[Lines of data]
--- start ---
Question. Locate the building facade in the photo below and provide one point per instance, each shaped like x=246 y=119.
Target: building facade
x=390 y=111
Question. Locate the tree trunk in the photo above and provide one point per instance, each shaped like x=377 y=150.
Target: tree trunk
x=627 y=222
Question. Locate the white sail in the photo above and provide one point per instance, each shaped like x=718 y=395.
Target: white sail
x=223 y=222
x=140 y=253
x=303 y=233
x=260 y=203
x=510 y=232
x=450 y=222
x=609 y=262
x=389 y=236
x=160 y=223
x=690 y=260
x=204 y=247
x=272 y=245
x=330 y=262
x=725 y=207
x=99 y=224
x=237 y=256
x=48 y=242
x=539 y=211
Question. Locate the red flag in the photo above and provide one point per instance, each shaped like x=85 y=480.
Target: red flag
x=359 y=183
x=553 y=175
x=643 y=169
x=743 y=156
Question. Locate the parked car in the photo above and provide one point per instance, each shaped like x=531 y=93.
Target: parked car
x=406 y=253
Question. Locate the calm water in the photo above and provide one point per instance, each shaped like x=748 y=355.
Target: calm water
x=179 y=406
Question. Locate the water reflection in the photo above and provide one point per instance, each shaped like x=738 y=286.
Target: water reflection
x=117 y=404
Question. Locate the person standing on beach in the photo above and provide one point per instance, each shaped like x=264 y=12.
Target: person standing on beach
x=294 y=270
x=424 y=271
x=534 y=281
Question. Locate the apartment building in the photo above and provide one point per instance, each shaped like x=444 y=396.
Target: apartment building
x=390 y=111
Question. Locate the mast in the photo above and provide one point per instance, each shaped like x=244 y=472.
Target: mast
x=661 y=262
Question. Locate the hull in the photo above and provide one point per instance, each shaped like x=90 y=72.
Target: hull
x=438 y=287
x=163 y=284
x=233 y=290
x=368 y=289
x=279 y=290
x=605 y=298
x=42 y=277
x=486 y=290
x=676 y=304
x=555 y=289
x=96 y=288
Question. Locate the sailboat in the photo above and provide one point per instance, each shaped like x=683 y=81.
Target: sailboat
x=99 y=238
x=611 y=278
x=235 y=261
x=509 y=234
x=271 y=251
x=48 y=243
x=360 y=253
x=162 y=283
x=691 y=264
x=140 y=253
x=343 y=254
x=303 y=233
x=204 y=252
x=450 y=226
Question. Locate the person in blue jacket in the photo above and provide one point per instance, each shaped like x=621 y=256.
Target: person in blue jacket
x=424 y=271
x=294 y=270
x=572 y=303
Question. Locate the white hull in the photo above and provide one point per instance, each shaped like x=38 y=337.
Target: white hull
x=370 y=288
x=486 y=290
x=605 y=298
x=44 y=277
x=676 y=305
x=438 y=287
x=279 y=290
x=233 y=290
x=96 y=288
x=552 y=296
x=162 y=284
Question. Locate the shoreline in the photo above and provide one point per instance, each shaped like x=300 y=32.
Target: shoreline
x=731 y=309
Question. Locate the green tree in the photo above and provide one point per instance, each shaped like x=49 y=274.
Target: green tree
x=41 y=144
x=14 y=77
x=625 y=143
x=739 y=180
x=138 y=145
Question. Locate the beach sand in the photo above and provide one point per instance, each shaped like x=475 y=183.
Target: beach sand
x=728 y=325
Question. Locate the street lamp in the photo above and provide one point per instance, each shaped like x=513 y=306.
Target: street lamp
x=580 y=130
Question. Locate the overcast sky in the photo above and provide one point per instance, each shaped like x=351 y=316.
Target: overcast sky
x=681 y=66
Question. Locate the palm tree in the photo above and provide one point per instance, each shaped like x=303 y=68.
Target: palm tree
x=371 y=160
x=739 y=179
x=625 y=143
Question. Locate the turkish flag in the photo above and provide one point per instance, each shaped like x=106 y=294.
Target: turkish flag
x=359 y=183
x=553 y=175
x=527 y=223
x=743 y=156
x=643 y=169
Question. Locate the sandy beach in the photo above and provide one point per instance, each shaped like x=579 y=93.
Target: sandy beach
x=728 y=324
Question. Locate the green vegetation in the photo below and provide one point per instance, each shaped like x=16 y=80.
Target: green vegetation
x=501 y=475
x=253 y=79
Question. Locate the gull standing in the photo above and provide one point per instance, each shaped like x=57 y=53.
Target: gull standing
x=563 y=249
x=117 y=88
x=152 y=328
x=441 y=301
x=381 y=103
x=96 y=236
--- end ---
* **Instruction**:
Swap "apartment building" for "tower block" and write out again the lines starting with the line with "Question. Locate the apartment" and going on through the line with "x=661 y=262". Leave everything else in those lines unchanged.

* **Full answer**:
Question. Locate the tower block in the photo above and provide one point per instance, each shaped like x=444 y=396.
Target: tower block
x=390 y=111
Question. Locate the mast in the photo above and provide one point per instance, each shaped like x=244 y=472.
Target: mast
x=661 y=262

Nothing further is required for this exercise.